• **Task requirements**: Rewrite the listing from the line holding "Where can the egg" through the line holding "<point>317,130</point>", inclusive, replacing "instance" with "occurrence" and changing nothing else. Leave the pictures out of your answer.
/---
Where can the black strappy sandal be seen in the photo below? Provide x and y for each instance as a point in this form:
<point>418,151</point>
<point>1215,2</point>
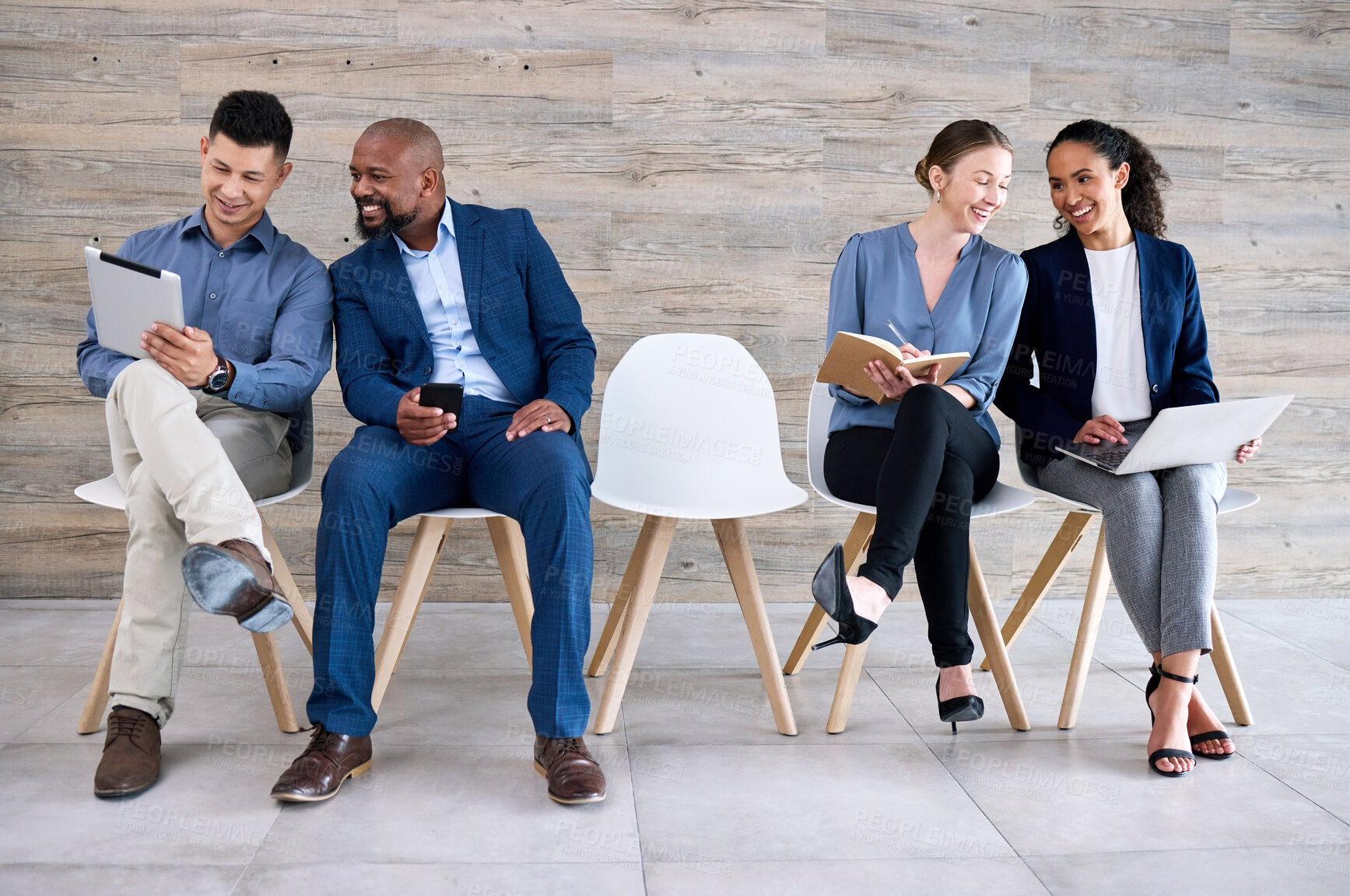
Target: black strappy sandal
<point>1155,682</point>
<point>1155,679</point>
\---
/---
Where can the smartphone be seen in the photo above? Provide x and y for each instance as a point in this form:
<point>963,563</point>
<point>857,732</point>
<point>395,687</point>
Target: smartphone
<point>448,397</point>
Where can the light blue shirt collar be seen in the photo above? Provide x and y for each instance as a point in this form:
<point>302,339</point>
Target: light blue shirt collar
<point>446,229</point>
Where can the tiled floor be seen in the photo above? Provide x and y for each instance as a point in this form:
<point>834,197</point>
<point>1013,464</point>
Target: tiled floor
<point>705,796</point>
\---
/---
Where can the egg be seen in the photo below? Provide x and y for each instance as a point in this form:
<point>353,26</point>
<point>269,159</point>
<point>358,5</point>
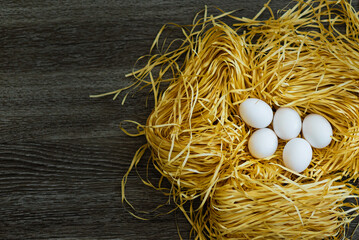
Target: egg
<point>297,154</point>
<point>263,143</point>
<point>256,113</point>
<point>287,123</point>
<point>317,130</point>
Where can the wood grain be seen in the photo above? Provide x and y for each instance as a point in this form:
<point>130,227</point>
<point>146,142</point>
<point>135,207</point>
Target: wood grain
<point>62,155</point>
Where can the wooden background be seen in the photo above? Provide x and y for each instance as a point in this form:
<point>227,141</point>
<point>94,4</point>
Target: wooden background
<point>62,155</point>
\---
• **Exercise answer**:
Where can the egg be seen in the photo below? Provide x and y for each occurrence as a point in this form:
<point>353,26</point>
<point>269,159</point>
<point>358,5</point>
Target: egg
<point>297,154</point>
<point>263,143</point>
<point>256,113</point>
<point>287,123</point>
<point>317,130</point>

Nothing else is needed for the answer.